Written exercise: Go to the line containing "of the woman" below; retype it and all following lines exactly, and leave out the pictures.

===== Dataset entries =====

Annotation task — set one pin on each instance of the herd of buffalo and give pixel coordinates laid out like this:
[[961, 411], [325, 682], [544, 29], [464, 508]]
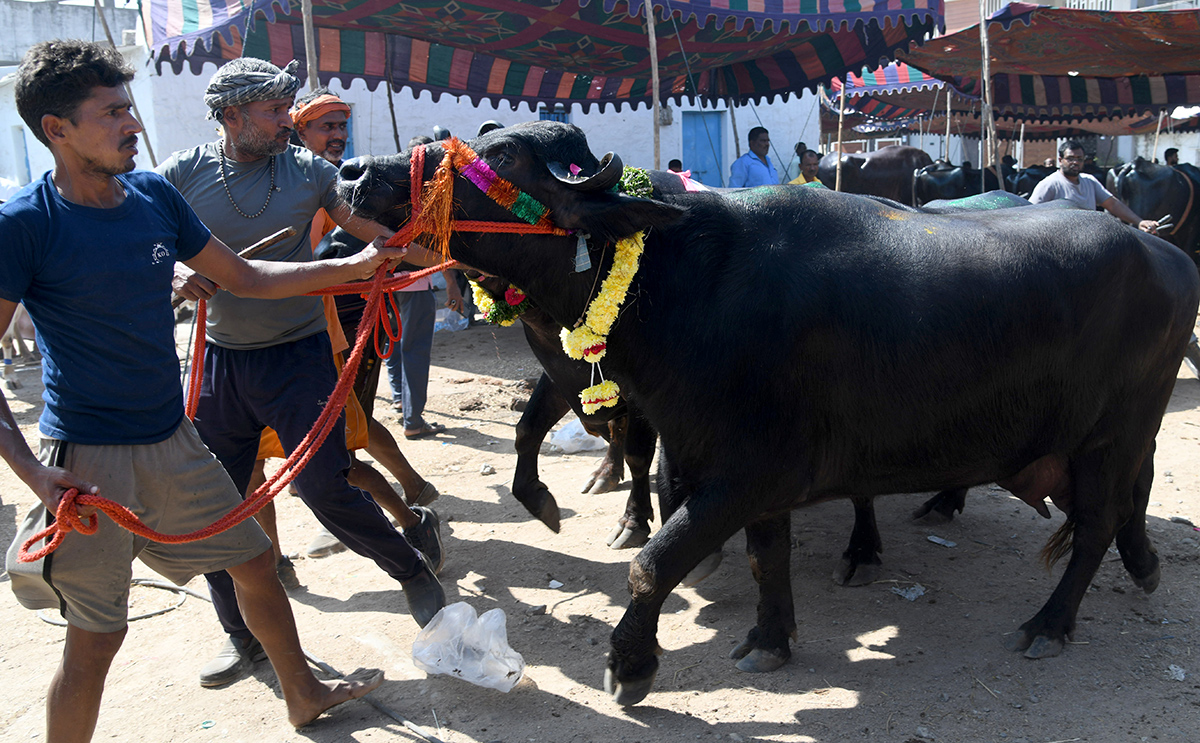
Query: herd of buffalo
[[895, 348]]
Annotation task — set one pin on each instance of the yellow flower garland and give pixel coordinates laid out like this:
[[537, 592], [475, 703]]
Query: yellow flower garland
[[589, 340], [486, 304]]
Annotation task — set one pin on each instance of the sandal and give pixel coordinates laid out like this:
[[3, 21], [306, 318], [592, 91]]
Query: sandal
[[429, 429], [429, 495]]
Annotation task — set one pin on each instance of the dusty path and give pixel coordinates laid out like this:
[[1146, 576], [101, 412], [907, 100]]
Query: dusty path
[[869, 665]]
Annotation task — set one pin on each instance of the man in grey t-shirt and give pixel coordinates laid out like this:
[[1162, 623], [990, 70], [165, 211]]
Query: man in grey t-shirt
[[269, 363], [1080, 189]]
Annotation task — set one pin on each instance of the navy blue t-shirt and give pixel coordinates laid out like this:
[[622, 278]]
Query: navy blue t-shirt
[[97, 285]]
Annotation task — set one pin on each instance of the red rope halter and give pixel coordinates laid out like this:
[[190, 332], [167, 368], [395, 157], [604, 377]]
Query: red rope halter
[[456, 155]]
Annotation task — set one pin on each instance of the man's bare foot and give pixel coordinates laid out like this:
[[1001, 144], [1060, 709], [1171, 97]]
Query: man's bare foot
[[333, 693]]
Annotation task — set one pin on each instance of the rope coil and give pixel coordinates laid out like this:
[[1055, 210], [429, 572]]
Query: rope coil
[[437, 221]]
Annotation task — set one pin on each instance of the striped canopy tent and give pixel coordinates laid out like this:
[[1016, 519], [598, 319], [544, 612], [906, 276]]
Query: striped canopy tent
[[891, 99], [1061, 65], [545, 51], [879, 118]]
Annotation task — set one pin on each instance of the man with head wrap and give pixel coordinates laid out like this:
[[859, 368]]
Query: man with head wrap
[[269, 361], [322, 121], [113, 423]]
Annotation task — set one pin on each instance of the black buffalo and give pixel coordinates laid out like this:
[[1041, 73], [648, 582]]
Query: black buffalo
[[1155, 191], [630, 437], [1024, 181], [942, 180], [886, 172], [891, 351]]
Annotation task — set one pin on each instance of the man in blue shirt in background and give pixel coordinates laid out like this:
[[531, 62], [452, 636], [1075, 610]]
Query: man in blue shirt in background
[[90, 250], [754, 168]]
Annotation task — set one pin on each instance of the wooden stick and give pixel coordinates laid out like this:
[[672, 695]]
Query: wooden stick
[[250, 252], [654, 79], [129, 91]]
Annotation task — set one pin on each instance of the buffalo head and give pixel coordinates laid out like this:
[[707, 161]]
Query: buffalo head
[[549, 161]]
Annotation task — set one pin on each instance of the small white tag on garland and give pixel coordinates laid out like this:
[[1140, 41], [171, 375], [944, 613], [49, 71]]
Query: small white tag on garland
[[582, 258]]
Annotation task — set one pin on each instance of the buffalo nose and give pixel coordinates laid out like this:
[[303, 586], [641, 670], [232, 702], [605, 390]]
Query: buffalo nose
[[353, 169]]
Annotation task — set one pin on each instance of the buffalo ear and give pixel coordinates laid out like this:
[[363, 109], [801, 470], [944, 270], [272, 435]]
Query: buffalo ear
[[611, 216]]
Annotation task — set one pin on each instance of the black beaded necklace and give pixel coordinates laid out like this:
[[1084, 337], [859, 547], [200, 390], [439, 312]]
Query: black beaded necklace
[[270, 190]]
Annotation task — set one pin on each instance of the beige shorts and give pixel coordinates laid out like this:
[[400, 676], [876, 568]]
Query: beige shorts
[[174, 486]]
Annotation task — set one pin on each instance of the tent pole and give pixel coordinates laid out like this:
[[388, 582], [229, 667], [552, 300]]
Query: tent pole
[[391, 105], [310, 43], [841, 120], [1158, 130], [733, 123], [948, 96], [654, 78], [988, 131], [1020, 162], [129, 91]]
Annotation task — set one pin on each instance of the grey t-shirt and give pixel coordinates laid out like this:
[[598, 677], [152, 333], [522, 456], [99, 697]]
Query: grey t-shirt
[[1089, 193], [305, 184]]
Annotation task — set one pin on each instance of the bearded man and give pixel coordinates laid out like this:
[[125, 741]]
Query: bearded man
[[269, 363]]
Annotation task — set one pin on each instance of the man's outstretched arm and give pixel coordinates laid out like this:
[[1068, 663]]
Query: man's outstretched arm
[[1116, 208], [274, 280], [49, 484]]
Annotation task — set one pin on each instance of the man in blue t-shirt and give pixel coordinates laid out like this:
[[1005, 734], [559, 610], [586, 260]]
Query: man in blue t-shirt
[[90, 250], [755, 167]]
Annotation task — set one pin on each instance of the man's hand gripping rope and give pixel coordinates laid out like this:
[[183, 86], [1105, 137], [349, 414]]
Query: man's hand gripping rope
[[67, 519]]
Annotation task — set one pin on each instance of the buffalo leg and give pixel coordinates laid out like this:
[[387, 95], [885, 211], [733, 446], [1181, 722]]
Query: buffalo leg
[[1137, 550], [769, 547], [940, 509], [546, 407], [612, 469], [861, 561], [700, 526], [672, 493], [1099, 503], [634, 527]]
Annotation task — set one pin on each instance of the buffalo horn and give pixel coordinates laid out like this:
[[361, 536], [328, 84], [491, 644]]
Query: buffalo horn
[[605, 178]]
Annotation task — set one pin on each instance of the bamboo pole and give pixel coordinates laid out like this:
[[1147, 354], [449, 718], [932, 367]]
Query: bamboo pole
[[1158, 130], [1020, 160], [654, 79], [841, 120], [988, 131], [310, 45], [129, 91], [733, 123], [391, 105], [948, 96]]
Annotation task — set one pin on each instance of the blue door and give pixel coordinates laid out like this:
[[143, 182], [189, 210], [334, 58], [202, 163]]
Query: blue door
[[702, 147]]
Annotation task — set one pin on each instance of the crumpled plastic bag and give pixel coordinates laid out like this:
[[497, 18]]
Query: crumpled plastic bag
[[474, 648], [574, 437]]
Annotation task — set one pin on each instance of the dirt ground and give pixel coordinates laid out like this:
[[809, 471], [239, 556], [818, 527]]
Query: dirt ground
[[868, 665]]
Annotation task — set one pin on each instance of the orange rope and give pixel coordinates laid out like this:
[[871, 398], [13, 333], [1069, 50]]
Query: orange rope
[[67, 517]]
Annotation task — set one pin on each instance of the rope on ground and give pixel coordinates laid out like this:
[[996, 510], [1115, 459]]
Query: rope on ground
[[67, 517]]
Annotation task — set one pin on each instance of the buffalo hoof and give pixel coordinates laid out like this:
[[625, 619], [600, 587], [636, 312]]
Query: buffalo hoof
[[544, 507], [625, 538], [1035, 646], [601, 484], [629, 691], [940, 509], [849, 573], [929, 516], [707, 567], [1044, 647], [760, 660], [1150, 582]]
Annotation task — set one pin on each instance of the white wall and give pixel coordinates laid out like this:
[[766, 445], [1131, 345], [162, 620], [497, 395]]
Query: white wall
[[173, 112]]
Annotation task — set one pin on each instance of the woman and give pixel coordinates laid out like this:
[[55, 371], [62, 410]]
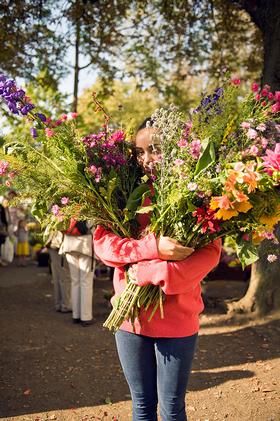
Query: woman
[[156, 357]]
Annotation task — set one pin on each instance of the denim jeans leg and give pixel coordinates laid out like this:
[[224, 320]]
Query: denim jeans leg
[[137, 357], [174, 359]]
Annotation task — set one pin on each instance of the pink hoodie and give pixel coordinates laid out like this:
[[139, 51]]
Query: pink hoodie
[[179, 280]]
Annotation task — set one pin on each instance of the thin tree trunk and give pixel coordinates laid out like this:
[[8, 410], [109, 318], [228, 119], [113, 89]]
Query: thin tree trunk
[[76, 68]]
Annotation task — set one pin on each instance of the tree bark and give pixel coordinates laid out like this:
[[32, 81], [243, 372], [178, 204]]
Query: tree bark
[[266, 15], [263, 294]]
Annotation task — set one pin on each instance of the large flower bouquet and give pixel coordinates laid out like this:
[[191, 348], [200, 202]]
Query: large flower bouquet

=====

Output of the task:
Annotation task — set one pin on each instance of the woman and give pixel coordinates laid out like this:
[[55, 371], [62, 410]]
Query: woman
[[156, 357]]
Annotation task — set one pin on each instance of the denim jeans leg and give pixel coordinates laid out like this:
[[224, 320]]
Query: denim jeans leg
[[137, 357], [174, 359]]
Annotation task — set one pin on each instance of the pink hoodie and give pixel coordinates laid out like this:
[[139, 51]]
Query: pink hoodie
[[179, 280]]
Annotation task — set one pin on each instance of the thin tree trunk and give pixel coordinates laid out like this:
[[8, 410], [109, 318], [228, 119], [113, 89]]
Query: thin tree trunk
[[76, 68]]
Annotation task — set one pin on each instance of the tree bark and give pixel coordinates laid out like this:
[[32, 81], [243, 372], [178, 204]]
Query: tree bark
[[266, 15], [263, 294]]
Annotation task — set one pin on each instance of the large flower bouquet and give pixel coordinates laid out like this:
[[191, 348], [200, 202]]
Query: large flower bouquet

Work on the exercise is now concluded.